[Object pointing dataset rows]
________________
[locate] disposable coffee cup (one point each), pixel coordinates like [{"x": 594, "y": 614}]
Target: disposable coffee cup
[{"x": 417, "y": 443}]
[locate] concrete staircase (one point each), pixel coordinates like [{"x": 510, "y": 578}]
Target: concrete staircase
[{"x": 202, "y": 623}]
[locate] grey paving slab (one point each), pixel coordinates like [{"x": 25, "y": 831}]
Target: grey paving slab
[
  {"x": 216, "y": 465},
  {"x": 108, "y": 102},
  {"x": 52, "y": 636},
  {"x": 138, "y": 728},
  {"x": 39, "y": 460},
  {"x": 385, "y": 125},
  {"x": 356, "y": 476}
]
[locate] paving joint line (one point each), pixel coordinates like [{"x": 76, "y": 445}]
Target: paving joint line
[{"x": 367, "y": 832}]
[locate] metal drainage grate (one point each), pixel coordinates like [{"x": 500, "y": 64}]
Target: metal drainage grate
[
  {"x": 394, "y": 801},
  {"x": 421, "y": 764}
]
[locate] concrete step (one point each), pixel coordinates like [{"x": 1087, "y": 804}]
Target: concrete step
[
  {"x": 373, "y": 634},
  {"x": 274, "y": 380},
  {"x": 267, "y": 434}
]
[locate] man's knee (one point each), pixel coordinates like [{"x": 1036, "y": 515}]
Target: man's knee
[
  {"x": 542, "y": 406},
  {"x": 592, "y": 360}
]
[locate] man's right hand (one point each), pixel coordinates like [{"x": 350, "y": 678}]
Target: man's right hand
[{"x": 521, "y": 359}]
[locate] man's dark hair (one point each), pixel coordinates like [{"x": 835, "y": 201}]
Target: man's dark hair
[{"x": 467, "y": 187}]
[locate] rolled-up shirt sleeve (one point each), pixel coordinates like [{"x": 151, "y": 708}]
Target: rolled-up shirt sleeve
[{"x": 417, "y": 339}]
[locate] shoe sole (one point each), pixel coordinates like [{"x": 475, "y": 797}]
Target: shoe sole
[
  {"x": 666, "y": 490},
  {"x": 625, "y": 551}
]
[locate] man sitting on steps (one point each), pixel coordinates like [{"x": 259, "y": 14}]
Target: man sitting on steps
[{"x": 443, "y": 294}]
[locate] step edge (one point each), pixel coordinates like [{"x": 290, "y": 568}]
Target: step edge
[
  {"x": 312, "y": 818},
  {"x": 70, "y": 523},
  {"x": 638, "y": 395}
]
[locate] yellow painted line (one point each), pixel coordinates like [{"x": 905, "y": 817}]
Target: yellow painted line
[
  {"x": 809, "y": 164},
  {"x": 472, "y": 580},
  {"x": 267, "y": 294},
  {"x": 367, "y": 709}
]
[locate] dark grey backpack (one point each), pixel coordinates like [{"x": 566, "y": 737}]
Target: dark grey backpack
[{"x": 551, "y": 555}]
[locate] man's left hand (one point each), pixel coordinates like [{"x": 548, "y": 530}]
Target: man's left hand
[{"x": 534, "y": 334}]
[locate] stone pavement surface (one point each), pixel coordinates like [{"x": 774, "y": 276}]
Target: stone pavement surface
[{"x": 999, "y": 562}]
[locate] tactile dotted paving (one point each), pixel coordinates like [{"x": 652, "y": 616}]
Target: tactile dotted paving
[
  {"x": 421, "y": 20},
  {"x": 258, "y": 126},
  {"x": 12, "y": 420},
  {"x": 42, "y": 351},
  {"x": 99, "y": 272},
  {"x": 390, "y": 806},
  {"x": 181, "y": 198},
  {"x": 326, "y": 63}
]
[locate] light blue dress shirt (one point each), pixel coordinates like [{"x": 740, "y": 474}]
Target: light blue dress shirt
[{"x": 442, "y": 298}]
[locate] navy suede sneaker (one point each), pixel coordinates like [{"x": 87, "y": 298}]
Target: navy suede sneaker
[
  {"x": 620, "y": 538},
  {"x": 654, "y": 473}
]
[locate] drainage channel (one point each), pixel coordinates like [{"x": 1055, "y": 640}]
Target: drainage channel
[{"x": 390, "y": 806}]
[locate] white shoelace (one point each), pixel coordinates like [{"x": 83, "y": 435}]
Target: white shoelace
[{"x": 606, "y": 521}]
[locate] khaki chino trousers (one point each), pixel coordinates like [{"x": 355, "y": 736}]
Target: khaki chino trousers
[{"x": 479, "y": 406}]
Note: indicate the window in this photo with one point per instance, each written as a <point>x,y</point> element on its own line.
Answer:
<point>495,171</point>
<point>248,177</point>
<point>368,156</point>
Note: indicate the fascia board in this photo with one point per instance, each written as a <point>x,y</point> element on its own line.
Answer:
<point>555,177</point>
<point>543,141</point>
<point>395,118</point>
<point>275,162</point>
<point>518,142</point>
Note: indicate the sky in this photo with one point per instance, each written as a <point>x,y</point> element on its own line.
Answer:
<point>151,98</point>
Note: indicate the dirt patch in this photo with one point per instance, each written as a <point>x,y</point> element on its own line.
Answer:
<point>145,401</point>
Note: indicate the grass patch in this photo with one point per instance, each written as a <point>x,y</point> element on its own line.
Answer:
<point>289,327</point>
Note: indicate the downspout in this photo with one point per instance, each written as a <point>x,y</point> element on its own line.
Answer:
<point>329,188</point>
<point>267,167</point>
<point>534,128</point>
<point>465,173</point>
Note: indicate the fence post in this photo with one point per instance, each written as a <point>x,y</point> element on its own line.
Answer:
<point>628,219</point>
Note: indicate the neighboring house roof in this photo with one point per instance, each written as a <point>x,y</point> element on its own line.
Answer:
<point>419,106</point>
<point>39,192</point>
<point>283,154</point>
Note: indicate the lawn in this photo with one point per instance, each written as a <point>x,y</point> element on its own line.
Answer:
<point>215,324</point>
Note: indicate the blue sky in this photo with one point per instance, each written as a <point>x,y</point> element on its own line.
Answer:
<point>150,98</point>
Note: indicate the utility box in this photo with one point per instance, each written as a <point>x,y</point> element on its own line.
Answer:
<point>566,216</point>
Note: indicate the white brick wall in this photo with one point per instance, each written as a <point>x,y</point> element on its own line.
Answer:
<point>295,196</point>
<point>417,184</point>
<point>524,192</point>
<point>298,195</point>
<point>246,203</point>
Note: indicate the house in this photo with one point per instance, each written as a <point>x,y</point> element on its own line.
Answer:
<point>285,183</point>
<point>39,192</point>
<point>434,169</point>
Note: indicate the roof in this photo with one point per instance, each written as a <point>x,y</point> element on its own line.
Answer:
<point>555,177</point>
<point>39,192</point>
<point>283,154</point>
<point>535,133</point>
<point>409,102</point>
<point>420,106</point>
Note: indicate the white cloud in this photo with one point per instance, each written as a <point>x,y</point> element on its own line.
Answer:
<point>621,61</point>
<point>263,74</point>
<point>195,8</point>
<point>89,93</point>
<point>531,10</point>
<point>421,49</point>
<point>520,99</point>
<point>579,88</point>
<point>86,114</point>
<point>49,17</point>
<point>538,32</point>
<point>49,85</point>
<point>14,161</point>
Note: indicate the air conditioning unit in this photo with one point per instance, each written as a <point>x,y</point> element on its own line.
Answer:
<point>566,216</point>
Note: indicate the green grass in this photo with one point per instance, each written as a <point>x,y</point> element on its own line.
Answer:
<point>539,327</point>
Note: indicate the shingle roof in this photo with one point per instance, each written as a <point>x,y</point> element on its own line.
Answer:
________________
Description of the task: Rewrite the data starting at the line that contains "Note: indicate the air" and ending at the end of the data, requests included, and increase every point coordinate in the answers by 36.

Solution for this task:
Note: indicate the air conditioning unit in this photo with one point per instance, each written as a <point>x,y</point> element on its own line.
Answer:
<point>602,252</point>
Note: indicate the green grass in this photo with one point per instance, each written as a <point>x,y</point> element on its own line.
Answer:
<point>575,363</point>
Note: indicate the shingle roof in this photo with one point per instance, each written as a <point>x,y</point> element on its own line.
Answer:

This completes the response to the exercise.